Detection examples
* BEGIN *
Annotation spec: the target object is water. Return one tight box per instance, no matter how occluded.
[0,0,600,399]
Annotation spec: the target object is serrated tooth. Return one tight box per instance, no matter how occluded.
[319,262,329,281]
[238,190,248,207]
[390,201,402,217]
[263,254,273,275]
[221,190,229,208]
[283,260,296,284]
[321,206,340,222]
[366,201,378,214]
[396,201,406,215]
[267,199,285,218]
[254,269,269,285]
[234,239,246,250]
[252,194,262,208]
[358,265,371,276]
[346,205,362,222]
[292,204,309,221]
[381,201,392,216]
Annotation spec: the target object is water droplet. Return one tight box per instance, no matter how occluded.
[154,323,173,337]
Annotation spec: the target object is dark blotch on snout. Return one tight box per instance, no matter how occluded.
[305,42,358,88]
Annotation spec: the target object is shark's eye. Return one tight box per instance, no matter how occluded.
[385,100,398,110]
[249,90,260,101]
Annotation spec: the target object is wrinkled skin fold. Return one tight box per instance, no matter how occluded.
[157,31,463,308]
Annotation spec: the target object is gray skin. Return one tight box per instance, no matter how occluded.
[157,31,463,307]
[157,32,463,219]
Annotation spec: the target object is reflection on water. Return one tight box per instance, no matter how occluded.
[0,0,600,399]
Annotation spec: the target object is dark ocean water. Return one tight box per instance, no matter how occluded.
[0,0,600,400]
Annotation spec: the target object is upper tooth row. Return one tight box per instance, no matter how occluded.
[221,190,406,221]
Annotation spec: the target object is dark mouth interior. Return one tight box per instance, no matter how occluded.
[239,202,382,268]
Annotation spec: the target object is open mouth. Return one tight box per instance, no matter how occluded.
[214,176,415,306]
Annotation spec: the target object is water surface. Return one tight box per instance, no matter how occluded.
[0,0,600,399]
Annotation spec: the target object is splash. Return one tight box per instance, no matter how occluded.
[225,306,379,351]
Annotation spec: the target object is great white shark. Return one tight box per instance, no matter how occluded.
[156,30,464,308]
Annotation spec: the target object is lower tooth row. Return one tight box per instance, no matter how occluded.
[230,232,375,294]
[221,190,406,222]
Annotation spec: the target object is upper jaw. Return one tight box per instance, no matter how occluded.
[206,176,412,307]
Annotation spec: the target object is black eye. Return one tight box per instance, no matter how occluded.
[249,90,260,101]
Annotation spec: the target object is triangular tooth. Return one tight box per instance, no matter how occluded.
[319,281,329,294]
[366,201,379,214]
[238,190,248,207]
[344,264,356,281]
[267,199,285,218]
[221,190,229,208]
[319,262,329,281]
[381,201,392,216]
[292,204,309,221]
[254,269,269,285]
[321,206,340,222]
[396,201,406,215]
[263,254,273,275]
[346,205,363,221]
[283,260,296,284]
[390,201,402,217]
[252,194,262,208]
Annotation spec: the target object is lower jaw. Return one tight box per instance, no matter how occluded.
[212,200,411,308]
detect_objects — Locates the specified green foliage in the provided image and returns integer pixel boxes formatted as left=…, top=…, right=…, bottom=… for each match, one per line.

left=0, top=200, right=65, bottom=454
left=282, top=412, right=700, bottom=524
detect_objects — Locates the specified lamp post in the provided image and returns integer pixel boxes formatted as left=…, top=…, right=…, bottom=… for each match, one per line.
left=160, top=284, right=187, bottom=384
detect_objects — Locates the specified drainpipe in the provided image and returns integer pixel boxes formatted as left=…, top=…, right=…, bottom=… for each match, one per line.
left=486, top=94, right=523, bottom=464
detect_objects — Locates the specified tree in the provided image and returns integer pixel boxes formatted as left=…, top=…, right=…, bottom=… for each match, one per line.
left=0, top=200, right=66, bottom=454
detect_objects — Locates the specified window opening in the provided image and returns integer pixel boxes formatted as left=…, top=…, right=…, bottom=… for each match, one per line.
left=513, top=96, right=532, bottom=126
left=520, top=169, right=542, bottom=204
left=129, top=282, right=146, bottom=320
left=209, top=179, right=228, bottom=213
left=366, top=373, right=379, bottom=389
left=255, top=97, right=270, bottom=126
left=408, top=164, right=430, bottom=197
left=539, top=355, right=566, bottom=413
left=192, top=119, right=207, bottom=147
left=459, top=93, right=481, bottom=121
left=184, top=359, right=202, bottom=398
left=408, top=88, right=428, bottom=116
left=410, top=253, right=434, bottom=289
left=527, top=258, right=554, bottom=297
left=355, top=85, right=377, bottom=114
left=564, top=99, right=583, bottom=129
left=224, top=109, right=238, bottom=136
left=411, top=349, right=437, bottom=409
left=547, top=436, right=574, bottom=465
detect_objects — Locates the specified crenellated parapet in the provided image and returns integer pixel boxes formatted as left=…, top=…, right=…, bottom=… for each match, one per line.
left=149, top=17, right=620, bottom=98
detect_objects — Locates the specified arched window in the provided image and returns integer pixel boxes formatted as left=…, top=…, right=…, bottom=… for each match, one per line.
* END *
Rewrite the part of the rows that opens with the line containing "Annotation spec: the target object is great" and closes with the line containing "[206,176,412,307]". Change every "tight box" to "close-fitting box" and leave all else unchanged.

Annotation spec: the target object is great white shark. Return one close-fitting box per instance, no matter how occluded.
[156,30,464,308]
Annotation spec: the target object is lower tooth row. Return one close-fitting box per instance, no matter how occluded.
[230,232,375,294]
[221,190,406,222]
Annotation spec: the target object is upper jaw. Return one close-fitting box per instance, no matter how occluded.
[206,176,412,307]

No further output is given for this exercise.